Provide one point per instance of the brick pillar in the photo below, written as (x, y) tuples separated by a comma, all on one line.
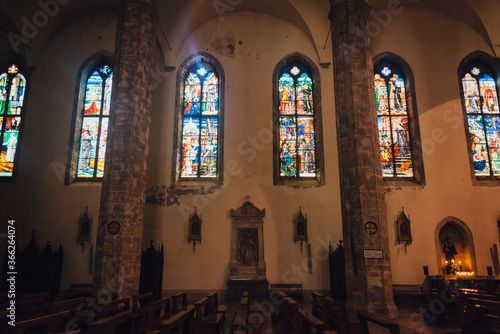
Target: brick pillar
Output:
[(369, 280), (118, 256)]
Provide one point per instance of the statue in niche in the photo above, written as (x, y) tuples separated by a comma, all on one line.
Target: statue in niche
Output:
[(449, 249), (247, 248)]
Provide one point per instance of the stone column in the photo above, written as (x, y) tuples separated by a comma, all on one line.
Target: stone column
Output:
[(369, 279), (118, 256)]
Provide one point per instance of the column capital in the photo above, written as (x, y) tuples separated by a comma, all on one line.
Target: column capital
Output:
[(348, 8)]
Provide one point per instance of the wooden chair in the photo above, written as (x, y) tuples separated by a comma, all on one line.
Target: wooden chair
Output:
[(365, 317), (181, 320), (52, 323), (179, 302), (206, 321)]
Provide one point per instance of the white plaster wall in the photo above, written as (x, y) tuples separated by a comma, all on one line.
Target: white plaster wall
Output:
[(433, 45), (260, 41)]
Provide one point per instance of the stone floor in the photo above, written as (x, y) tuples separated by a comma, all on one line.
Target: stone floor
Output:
[(410, 320)]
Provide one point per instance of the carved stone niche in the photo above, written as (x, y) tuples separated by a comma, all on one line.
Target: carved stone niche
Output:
[(194, 229), (300, 228), (247, 243), (404, 229)]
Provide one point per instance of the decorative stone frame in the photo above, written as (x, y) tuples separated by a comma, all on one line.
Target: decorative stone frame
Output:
[(93, 63), (467, 238), (247, 217), (300, 229), (319, 180), (199, 185), (195, 225), (388, 58), (7, 59), (484, 60)]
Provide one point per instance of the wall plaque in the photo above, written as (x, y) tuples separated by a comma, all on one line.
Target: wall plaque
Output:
[(372, 254)]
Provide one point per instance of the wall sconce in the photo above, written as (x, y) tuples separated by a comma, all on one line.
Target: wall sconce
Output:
[(194, 229), (403, 224), (300, 228), (84, 228)]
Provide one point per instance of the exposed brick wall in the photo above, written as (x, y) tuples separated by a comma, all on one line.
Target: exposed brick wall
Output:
[(117, 266), (369, 281)]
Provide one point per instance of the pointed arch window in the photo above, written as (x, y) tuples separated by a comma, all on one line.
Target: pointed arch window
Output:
[(200, 111), (12, 100), (95, 118), (298, 160), (480, 99), (86, 158), (399, 142)]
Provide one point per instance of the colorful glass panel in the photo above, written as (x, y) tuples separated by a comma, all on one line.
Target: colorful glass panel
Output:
[(93, 95), (88, 147), (304, 95), (478, 143), (16, 98), (103, 139), (287, 94), (3, 92), (200, 133), (288, 139), (393, 124), (471, 94), (190, 147), (305, 144), (208, 166), (381, 97), (210, 100), (402, 152), (493, 137), (107, 95), (385, 140), (397, 95), (192, 95), (489, 94)]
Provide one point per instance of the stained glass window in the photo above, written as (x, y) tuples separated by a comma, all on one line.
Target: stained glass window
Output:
[(483, 117), (94, 131), (393, 123), (200, 124), (12, 95), (297, 148)]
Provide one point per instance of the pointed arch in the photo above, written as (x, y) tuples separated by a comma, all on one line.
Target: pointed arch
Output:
[(399, 134), (14, 82), (199, 123), (91, 112), (479, 80), (461, 236), (297, 123)]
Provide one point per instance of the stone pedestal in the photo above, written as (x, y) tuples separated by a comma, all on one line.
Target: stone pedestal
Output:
[(364, 222), (247, 243), (258, 289), (123, 194)]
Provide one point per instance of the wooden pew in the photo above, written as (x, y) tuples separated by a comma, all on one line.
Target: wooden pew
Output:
[(205, 320), (140, 307), (293, 291), (52, 323), (335, 316), (218, 308), (481, 316), (181, 320), (179, 302), (122, 322), (158, 311), (365, 317), (317, 304), (71, 295)]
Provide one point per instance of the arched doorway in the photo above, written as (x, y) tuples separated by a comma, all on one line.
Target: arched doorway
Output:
[(454, 247)]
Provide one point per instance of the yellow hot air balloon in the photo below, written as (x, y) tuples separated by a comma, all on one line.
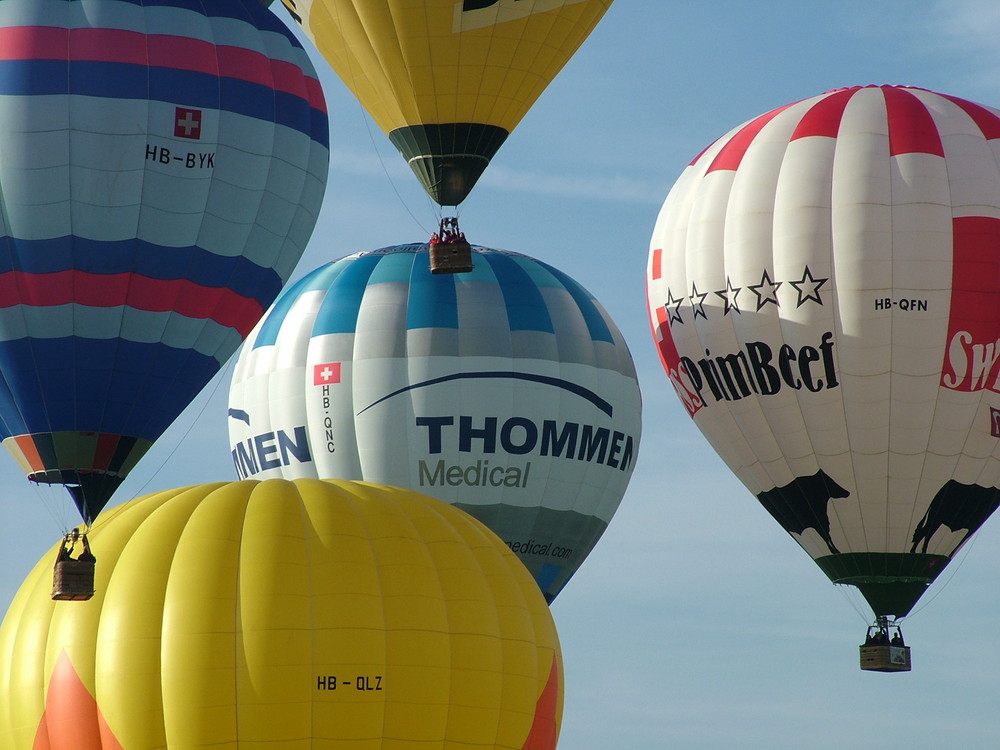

********************

Among the lines above, count those containing the word "plaque" and give nothing but the result.

2